Sorry, but the world is changing. It hasn't yet hit the publishing industry
nearly so hard as it has hit the recording industry, but it will. Two things
in particular almost guarantee it:

First the digital revolution. The Kindle / Nook / etc., are not fads anymore
than the iPod was a fad. The publishing world is going digital.

Second, the publishing world will always have real ink and paper books (this
is my industry, BTW) - but the technology is shifting rapidly toward print-on-
demand. Lulu.com, with their fleet of Xerox iGen presses and web-to-bindery
workflow has led the way giving everyone the ability to publish hard and soft
covers one at a time, and make a profit doing so. I am already seeing mainline
publishers doing similar for older works which are not economical to print on
conventional presses. These works used to go out of print. Now they are being
made available once more, because the publishers suddenly are able to print
them at a profit, even if it is just one book for a single customer. But
ironically, the more they embrace this technology, the more readily available
it will be to smaller and smaller shops.

◆ **WRITTEN TASK A**
State whether each statement below agrees with the passage on publishing. Answer yes or no for each, and quote the deciding words of the passage exactly.
(i) The Kindle and the Nook are described as fads.
(ii) The writer identifies real ink and paper books as the writer's own industry.
(iii) Mainline publishers are printing older works on conventional presses because doing so is economical.
◆ **WRITTEN TASK B**
Reproduce the part of the passage on publishing that begins at the words "Sorry, but the" and stops after "is going digital.", swapping "digital" for "electronic" throughout.
◆ **WRITTEN TASK C**
Carry on the passage on publishing from its final sentence, keeping its voice and subject.

◆ **ITEMS**
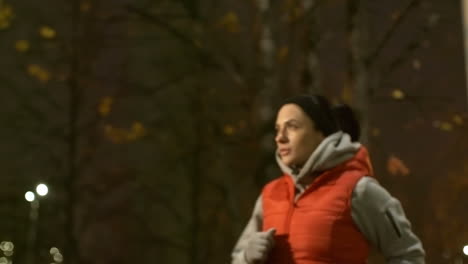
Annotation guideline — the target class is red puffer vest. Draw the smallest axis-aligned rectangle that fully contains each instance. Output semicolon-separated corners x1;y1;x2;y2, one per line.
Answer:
262;147;372;264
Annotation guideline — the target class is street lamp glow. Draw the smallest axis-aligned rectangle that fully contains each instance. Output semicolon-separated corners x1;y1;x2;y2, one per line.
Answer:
24;192;36;202
36;183;49;196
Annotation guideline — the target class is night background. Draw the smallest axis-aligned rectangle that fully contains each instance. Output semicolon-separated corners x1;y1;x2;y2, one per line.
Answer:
0;0;468;264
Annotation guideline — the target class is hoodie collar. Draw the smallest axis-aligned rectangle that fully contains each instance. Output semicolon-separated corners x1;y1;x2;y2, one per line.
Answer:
276;131;361;184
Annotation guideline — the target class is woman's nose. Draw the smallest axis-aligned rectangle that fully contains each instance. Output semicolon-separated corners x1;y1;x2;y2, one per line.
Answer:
275;130;288;143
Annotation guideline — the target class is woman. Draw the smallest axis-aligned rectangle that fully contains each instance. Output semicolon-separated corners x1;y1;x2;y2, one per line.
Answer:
232;95;425;264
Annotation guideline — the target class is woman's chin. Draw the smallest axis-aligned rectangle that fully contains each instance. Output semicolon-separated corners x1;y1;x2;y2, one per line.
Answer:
281;157;294;167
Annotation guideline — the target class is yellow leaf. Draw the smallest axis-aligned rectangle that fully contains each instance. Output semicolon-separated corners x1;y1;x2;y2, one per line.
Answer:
39;26;56;39
98;96;113;117
440;122;453;131
453;115;463;126
104;125;126;144
15;40;29;52
392;89;405;100
218;11;240;33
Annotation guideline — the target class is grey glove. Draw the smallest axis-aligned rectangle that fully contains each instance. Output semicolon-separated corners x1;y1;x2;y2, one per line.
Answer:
244;228;276;264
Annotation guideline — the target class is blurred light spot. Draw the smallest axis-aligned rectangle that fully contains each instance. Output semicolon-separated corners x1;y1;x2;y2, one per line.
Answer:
36;183;49;196
39;26;56;39
15;39;29;52
49;247;60;255
440;122;453;131
24;192;36;202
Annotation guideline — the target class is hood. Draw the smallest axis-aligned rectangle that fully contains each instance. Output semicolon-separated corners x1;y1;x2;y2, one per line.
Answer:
276;131;364;183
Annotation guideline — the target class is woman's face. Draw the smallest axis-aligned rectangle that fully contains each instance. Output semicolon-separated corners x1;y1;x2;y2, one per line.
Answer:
275;104;324;167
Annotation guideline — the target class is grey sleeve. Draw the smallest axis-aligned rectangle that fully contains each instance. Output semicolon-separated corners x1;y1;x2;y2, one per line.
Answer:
351;177;425;264
231;196;263;264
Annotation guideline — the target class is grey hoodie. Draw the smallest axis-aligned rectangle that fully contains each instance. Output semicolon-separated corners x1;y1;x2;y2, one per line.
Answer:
231;132;425;264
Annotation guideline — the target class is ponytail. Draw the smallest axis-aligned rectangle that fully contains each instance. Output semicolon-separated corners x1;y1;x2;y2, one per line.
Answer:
332;104;361;141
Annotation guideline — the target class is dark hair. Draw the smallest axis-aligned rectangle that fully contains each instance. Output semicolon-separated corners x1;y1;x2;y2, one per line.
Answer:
282;95;361;141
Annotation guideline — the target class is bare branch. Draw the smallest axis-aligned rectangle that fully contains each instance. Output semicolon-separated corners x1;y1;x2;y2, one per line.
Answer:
366;0;420;65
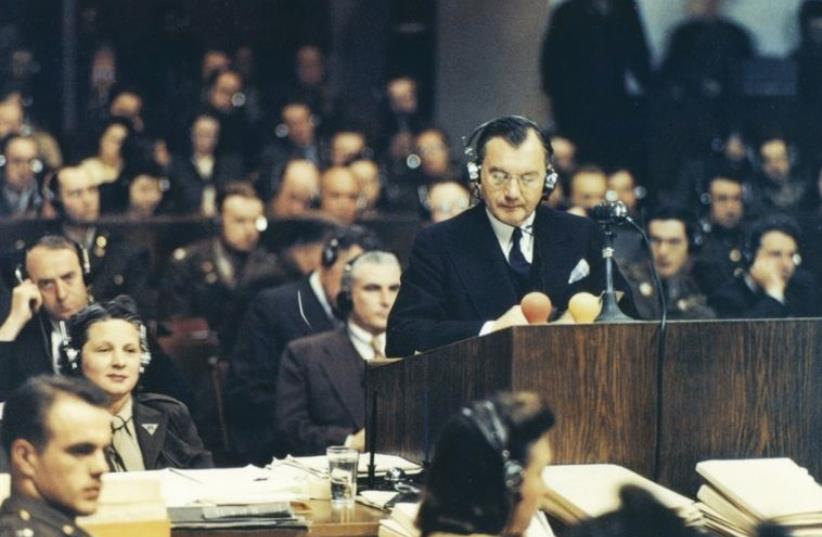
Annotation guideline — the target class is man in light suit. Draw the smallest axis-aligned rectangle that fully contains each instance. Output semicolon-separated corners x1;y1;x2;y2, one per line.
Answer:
276;251;401;455
225;226;378;464
387;116;635;356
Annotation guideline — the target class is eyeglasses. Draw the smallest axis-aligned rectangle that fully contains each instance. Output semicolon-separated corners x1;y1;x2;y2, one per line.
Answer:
488;170;545;188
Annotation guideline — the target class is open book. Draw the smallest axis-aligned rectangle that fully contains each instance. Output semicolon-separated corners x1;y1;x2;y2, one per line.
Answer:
542;464;702;526
696;458;822;537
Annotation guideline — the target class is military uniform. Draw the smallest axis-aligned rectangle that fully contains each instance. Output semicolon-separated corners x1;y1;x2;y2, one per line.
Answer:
693;222;745;295
159;237;300;350
625;263;716;319
0;495;91;537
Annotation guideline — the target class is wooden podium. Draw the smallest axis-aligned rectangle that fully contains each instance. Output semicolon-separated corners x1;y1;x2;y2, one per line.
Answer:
367;319;822;494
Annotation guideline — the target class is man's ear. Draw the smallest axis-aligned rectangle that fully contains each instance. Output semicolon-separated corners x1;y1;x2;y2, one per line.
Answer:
9;438;40;478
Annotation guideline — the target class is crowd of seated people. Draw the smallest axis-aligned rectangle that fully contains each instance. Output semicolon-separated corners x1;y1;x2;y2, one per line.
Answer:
0;4;822;464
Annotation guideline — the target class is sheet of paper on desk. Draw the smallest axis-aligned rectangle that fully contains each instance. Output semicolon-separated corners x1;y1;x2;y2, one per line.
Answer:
284;453;422;477
115;466;308;507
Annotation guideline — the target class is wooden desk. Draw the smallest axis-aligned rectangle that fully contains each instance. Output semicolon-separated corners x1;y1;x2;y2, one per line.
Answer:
171;500;388;537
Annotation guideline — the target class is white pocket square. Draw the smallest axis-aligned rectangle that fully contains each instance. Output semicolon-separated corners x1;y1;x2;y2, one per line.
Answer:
568;258;591;285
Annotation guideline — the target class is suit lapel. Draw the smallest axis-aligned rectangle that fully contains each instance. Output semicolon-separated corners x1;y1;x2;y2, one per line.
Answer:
534;208;579;304
320;329;365;429
133;398;168;470
297;278;334;335
448;203;517;319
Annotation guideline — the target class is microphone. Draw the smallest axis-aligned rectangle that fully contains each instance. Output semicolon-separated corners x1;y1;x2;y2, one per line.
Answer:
520;291;552;324
591;200;631;225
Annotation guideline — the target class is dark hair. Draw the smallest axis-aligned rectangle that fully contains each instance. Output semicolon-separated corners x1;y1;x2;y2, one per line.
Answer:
416;392;554;537
475;116;554;164
0;375;109;454
217;181;260;212
745;214;802;266
60;295;148;375
322;224;382;267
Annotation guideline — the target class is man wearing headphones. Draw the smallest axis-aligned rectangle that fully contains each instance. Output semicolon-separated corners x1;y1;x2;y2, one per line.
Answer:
276;250;401;455
387;116;634;356
0;135;43;218
0;235;191;402
225;226;379;464
158;182;298;353
710;215;822;319
48;166;156;319
625;205;716;320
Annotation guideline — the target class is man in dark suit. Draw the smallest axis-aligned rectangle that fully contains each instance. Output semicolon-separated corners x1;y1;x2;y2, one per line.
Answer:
276;251;401;455
710;215;822;319
225;226;378;464
388;116;635;356
0;235;192;403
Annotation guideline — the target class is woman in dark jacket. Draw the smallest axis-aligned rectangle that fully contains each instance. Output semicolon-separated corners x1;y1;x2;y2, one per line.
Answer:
61;295;214;471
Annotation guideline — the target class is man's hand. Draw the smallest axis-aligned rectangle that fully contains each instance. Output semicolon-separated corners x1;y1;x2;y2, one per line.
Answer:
0;280;43;341
749;256;788;302
348;427;365;453
491;304;528;332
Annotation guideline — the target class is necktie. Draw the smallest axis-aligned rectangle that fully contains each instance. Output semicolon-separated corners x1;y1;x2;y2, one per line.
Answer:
371;336;385;360
508;227;531;278
111;416;145;472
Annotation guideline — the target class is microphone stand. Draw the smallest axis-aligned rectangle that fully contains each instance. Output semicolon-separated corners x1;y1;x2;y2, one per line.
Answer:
594;221;633;323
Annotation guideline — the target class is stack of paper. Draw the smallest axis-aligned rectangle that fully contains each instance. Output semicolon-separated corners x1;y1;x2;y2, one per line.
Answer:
542;464;702;526
696;458;822;537
377;503;554;537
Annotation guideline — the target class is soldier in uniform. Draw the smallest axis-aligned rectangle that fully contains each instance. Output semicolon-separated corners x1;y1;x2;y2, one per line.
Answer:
694;173;745;295
625;206;715;319
0;376;111;537
160;183;301;349
49;167;155;319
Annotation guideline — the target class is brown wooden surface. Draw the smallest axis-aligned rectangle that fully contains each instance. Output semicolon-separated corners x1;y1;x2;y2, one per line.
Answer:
367;319;822;495
659;319;822;495
171;500;388;537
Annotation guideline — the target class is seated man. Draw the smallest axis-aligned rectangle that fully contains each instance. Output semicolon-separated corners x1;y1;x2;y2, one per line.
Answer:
0;377;111;537
710;216;822;319
387;116;635;356
694;171;745;295
276;251;401;455
0;235;191;402
625;206;715;319
158;183;296;351
225;226;377;464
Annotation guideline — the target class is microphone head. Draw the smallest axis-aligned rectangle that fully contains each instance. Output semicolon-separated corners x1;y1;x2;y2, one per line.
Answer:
591;200;628;224
520;291;552;324
568;293;602;324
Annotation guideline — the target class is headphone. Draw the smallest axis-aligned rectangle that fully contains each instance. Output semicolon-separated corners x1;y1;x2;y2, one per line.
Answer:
58;304;151;376
14;236;91;286
742;215;802;270
462;116;559;198
321;225;379;268
462;400;525;496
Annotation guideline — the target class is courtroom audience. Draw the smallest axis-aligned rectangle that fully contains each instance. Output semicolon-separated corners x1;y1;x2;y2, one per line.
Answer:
320;166;361;225
60;295;214;472
225;226;379;464
416;392;554;537
158;182;298;352
168;113;243;217
709;215;821;319
625;205;715;319
275;251;401;455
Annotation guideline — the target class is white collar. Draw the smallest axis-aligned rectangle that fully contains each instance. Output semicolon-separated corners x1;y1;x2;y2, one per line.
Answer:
485;206;537;263
308;270;334;320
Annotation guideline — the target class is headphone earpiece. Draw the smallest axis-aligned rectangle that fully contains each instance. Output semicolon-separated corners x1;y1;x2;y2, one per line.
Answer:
462;401;525;496
462;116;559;199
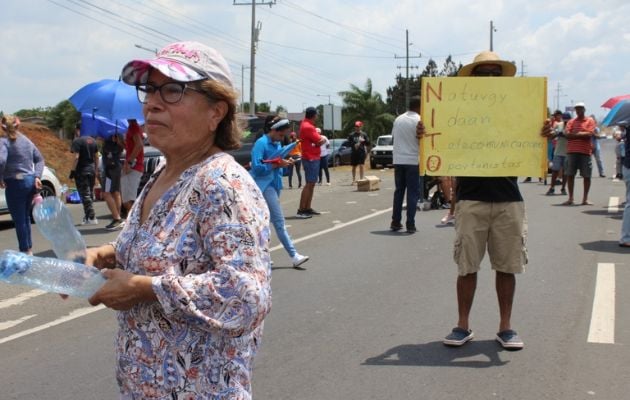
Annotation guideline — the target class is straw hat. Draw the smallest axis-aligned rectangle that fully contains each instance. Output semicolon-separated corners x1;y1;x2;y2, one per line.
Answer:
457;51;516;76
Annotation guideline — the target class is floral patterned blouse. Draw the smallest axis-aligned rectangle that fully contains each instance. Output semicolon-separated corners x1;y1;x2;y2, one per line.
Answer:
115;153;271;400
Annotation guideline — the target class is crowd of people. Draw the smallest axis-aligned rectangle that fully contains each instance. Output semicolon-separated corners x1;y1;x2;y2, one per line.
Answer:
0;42;630;399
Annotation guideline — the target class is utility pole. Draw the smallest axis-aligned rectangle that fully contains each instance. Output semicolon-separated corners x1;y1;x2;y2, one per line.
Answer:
394;29;422;111
556;82;573;110
490;21;497;51
232;0;276;115
241;64;249;112
317;94;335;138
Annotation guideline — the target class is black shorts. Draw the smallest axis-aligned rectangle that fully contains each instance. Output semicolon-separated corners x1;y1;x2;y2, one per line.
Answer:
350;151;365;166
564;153;593;178
103;167;122;193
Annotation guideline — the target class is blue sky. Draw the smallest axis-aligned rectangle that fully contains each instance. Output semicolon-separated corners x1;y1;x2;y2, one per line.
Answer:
0;0;630;117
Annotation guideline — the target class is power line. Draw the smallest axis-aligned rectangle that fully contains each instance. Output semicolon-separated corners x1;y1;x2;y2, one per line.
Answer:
282;0;398;46
258;5;392;54
48;0;160;46
261;40;392;59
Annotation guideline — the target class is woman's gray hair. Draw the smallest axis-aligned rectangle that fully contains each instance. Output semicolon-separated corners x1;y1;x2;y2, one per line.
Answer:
199;80;242;150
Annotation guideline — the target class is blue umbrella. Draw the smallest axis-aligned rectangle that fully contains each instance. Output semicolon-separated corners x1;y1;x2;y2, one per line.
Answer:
602;100;630;126
69;79;144;123
81;113;129;139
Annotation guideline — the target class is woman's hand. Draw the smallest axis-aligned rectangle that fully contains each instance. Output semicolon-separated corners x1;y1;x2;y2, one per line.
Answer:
85;244;116;269
88;268;157;311
540;119;553;137
274;158;293;168
416;121;426;139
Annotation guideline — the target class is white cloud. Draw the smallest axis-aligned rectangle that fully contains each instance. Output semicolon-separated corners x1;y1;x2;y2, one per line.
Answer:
0;0;630;119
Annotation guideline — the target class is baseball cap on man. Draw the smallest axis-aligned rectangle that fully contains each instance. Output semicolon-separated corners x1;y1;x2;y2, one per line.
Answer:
121;42;234;87
457;51;516;76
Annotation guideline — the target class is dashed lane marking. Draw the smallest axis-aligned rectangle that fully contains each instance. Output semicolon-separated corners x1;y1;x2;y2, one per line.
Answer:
608;196;619;213
0;304;106;344
0;289;46;309
0;314;37;331
587;263;615;344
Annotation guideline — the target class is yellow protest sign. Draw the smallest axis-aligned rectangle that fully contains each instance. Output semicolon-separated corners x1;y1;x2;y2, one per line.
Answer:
420;77;547;176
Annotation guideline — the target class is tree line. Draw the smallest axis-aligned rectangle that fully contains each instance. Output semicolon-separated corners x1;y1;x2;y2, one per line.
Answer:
6;56;462;141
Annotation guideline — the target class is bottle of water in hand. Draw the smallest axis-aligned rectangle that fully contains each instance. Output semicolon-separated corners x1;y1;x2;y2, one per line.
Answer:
0;250;105;298
33;196;86;264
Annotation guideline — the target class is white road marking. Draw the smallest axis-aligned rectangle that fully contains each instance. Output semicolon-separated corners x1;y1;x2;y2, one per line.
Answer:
608;196;619;213
0;304;106;344
0;207;392;344
587;263;615;344
0;314;37;331
0;289;46;309
269;207;392;251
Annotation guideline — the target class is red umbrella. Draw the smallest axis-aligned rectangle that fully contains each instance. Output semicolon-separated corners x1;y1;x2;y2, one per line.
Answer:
601;94;630;108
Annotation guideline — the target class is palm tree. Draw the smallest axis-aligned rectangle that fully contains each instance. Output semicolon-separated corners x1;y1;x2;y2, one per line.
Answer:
339;78;395;142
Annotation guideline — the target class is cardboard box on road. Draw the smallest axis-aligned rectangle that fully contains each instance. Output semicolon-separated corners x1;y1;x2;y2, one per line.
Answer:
357;175;381;192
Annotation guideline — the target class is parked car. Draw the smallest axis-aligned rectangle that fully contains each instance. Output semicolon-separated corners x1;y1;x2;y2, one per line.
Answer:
370;135;394;169
0;167;61;214
328;139;352;166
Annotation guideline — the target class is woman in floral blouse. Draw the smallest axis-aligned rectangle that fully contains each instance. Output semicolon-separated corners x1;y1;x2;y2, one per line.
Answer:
88;42;271;399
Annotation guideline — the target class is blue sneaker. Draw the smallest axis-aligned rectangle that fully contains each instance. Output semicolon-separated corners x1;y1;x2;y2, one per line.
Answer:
442;327;475;347
497;329;525;350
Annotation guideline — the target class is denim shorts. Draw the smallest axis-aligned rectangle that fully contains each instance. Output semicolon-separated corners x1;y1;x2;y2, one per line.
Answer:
551;155;567;172
302;159;319;183
564;153;593;178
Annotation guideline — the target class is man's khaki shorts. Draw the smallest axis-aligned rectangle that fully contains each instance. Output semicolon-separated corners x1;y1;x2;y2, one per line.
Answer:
453;200;527;276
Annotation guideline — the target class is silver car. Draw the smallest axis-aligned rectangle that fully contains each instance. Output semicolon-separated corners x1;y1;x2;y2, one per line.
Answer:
0;167;61;214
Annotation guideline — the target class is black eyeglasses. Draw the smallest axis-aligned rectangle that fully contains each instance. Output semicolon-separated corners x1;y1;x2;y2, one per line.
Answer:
136;82;206;104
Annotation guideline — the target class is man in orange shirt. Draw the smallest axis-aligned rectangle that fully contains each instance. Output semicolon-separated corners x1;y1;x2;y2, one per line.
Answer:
562;102;595;206
297;107;325;218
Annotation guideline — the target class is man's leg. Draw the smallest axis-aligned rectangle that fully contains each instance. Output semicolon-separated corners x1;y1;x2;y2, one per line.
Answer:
496;271;516;332
582;178;591;204
300;182;315;210
391;165;409;230
457;272;477;330
567;175;575;203
404;165;420;228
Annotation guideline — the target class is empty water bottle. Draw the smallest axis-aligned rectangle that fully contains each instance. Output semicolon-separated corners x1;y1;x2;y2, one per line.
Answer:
0;250;105;298
33;196;86;264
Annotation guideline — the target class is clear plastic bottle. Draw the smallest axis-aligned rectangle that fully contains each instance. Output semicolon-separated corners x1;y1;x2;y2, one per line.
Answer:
33;196;86;264
0;250;106;298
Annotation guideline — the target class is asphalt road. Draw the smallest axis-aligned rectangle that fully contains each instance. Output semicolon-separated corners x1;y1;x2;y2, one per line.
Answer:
0;140;630;400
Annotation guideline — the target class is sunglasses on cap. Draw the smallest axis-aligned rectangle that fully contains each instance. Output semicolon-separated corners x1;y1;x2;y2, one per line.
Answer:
471;64;503;76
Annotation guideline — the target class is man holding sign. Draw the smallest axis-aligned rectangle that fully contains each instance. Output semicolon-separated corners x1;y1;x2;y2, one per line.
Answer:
417;51;551;350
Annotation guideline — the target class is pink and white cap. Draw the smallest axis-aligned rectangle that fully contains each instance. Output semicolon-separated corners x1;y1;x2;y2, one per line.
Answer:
121;42;234;87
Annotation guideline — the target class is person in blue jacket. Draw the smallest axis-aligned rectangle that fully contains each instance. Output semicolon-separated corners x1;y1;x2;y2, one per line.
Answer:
250;116;309;268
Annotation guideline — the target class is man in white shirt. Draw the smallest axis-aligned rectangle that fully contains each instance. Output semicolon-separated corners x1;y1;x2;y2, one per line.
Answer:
390;96;420;233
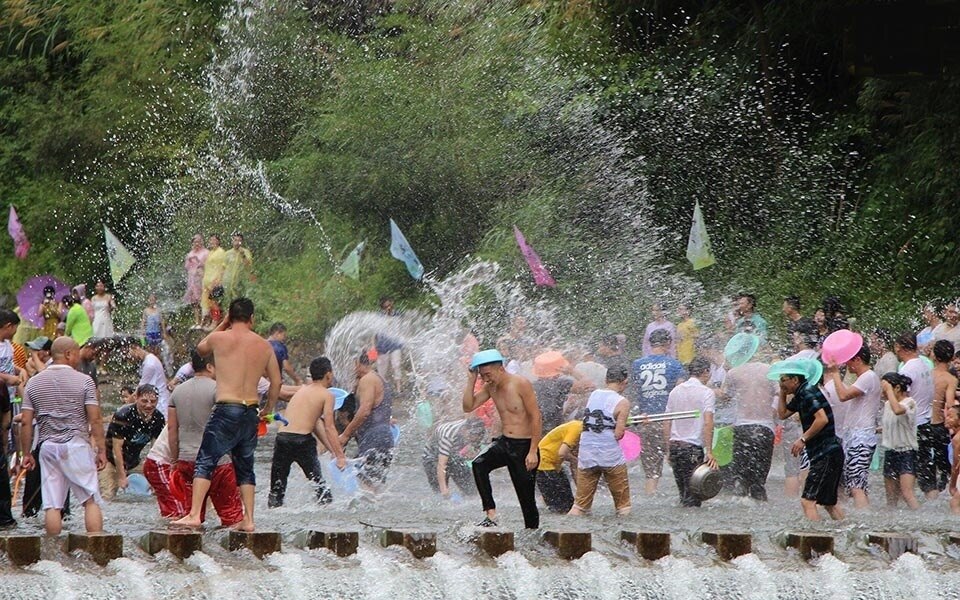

◆ **EXERCISE RESPONSE A**
(i) No: "The Kindle / Nook / etc., are not fads anymore than the iPod was a fad."
(ii) Yes: "this is my industry, BTW"
(iii) No: "older works which are not economical to print on conventional presses"

◆ **EXERCISE RESPONSE B**
Sorry, but the world is changing. It hasn't yet hit the publishing industry
nearly so hard as it has hit the recording industry, but it will. Two things
in particular almost guarantee it:

First the electronic revolution. The Kindle / Nook / etc., are not fads anymore
than the iPod was a fad. The publishing world is going electronic.

◆ **EXERCISE RESPONSE C**
Self-publishing - long an expensive proposition - is quickly becoming the norm
for new authors, and it is only a matter of time before the marketing of such
books will move to the web. Authors already tend to form their own
communities, critiquing one another's works and encouraging them to improve
and advance their art. The ability to do this on the web gives them a natural
platform from which to market their works to a worldwide audience, without a
publisher of any sort playing middle-man.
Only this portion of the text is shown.